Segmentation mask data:

>>

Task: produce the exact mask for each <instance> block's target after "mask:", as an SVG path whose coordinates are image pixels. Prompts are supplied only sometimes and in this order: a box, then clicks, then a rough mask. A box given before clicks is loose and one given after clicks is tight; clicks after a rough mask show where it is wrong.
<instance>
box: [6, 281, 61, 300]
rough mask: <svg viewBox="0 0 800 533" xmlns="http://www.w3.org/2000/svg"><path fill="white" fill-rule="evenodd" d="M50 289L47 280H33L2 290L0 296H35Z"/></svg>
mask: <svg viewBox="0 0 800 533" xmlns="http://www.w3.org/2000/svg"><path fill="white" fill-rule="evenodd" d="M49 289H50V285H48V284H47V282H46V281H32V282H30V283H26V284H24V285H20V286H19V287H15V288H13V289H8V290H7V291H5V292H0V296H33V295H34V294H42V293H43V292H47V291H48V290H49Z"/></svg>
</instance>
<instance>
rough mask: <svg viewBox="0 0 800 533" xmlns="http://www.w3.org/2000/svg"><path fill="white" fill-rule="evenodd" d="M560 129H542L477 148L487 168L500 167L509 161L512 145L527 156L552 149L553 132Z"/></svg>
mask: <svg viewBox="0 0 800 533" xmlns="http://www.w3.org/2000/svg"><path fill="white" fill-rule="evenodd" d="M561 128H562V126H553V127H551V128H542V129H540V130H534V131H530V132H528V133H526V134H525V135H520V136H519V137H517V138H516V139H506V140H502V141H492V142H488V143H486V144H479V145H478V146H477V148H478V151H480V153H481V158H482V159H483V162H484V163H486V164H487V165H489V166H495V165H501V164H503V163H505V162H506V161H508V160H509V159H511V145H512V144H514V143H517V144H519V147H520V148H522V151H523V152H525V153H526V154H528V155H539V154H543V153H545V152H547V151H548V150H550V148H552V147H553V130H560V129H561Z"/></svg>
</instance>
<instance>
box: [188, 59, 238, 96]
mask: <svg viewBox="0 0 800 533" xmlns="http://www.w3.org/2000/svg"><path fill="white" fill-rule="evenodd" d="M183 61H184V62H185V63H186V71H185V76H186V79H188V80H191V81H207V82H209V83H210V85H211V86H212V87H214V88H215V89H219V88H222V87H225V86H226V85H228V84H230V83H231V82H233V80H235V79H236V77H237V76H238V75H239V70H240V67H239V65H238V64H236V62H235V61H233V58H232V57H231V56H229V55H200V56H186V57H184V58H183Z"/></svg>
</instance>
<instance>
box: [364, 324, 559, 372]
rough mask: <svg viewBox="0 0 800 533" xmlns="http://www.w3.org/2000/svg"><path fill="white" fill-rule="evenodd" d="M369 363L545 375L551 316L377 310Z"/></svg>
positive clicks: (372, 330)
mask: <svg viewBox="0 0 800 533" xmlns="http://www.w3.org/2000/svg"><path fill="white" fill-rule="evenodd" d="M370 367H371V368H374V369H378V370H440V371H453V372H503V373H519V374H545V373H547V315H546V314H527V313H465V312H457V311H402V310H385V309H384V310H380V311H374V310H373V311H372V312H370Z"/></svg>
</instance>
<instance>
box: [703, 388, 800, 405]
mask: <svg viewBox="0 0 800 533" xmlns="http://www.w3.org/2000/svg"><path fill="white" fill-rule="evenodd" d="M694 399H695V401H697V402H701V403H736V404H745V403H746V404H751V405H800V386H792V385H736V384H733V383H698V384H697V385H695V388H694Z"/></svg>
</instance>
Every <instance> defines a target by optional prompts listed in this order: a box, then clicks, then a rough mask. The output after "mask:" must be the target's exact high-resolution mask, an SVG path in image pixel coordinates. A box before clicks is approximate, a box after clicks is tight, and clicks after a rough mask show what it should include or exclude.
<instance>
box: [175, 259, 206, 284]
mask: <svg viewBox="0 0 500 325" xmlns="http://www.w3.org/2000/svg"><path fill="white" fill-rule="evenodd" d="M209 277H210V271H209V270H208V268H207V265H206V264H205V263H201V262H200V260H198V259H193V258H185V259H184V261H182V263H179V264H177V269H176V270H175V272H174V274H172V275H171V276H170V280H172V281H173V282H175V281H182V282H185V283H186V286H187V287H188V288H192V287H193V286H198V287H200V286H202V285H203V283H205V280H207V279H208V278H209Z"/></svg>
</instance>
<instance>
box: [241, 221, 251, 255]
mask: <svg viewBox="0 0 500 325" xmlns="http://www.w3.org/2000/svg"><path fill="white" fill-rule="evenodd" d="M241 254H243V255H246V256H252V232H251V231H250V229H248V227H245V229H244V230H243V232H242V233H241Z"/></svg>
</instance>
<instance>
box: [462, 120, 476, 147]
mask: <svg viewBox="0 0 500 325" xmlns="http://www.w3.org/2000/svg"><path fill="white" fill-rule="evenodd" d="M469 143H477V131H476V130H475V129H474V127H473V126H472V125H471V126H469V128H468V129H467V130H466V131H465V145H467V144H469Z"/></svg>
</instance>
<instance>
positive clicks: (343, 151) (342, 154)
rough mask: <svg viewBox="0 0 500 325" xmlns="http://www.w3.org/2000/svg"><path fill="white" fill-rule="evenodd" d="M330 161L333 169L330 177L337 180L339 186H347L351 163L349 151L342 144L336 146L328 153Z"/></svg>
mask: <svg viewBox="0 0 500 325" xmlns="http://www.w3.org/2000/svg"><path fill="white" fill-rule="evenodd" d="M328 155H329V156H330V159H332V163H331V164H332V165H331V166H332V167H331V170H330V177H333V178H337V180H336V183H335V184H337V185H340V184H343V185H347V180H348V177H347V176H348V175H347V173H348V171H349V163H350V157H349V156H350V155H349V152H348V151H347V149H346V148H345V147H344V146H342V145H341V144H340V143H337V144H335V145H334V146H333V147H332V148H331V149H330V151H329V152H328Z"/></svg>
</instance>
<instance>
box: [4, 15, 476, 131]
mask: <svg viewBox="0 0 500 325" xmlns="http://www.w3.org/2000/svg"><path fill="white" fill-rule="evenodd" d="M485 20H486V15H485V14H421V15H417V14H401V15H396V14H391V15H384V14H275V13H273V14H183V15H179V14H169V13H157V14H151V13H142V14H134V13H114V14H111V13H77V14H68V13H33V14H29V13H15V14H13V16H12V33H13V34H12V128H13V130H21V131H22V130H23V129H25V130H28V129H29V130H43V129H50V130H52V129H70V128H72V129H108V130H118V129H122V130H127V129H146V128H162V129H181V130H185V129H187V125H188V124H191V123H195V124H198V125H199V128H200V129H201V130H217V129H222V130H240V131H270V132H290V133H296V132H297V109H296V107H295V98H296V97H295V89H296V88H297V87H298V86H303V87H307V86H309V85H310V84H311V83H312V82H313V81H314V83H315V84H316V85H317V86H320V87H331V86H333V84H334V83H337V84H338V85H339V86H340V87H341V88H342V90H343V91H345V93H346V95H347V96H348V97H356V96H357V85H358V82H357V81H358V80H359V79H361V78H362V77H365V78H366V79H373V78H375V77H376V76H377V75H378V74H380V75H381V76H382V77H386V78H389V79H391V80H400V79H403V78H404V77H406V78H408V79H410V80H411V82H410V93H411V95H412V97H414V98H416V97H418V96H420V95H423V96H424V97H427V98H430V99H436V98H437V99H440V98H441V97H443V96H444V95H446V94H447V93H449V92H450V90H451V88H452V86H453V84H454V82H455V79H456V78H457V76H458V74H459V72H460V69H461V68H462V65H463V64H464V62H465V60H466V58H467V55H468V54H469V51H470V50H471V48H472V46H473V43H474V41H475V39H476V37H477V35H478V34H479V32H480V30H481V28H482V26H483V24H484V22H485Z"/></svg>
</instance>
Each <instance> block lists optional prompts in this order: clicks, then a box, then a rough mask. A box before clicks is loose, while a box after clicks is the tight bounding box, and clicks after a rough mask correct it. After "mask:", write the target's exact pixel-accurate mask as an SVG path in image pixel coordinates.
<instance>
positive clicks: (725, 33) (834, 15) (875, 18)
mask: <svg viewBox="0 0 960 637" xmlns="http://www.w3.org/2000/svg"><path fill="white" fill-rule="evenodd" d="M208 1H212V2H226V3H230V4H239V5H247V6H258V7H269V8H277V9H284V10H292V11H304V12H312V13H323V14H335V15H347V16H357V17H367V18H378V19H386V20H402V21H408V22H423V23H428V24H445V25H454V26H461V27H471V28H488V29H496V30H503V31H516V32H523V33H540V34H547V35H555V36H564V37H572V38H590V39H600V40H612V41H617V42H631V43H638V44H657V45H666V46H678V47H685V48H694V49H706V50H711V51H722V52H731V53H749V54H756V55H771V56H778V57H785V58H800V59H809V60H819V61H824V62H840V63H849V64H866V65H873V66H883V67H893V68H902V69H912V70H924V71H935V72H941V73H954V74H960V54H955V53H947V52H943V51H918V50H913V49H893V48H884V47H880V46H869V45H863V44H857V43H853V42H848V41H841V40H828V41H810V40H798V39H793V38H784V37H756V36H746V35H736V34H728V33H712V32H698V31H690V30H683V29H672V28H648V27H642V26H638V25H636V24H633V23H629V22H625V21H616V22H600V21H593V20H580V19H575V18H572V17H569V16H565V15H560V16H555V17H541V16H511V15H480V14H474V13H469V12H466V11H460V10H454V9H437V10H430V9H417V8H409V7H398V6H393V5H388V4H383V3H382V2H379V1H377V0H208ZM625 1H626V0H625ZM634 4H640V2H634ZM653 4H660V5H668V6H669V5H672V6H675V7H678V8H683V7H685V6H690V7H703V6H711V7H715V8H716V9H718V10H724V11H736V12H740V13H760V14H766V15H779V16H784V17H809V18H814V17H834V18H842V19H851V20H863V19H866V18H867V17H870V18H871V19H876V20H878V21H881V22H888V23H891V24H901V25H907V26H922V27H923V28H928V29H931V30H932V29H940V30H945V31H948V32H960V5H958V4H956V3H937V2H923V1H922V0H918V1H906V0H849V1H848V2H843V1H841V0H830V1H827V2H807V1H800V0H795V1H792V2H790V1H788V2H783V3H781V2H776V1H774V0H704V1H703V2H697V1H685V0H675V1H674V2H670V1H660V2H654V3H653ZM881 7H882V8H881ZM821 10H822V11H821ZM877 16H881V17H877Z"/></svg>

<<

→ **Problem requirements**
How many lines of the entries contain the string "exact", with case counting? Reply with the number alone.

→ **Answer space**
3